===== Data shown

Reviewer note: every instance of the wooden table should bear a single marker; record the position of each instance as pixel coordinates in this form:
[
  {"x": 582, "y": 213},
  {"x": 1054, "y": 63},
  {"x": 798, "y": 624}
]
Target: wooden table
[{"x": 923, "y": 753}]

==========

Instructions for the task: A word-for-word transcription of all the data is needed.

Output of the exercise:
Reviewer note: every instance of the wooden table should bear a single marker; record the position of each instance as pixel coordinates in this form:
[
  {"x": 582, "y": 213},
  {"x": 1054, "y": 63},
  {"x": 798, "y": 624}
]
Target: wooden table
[{"x": 923, "y": 753}]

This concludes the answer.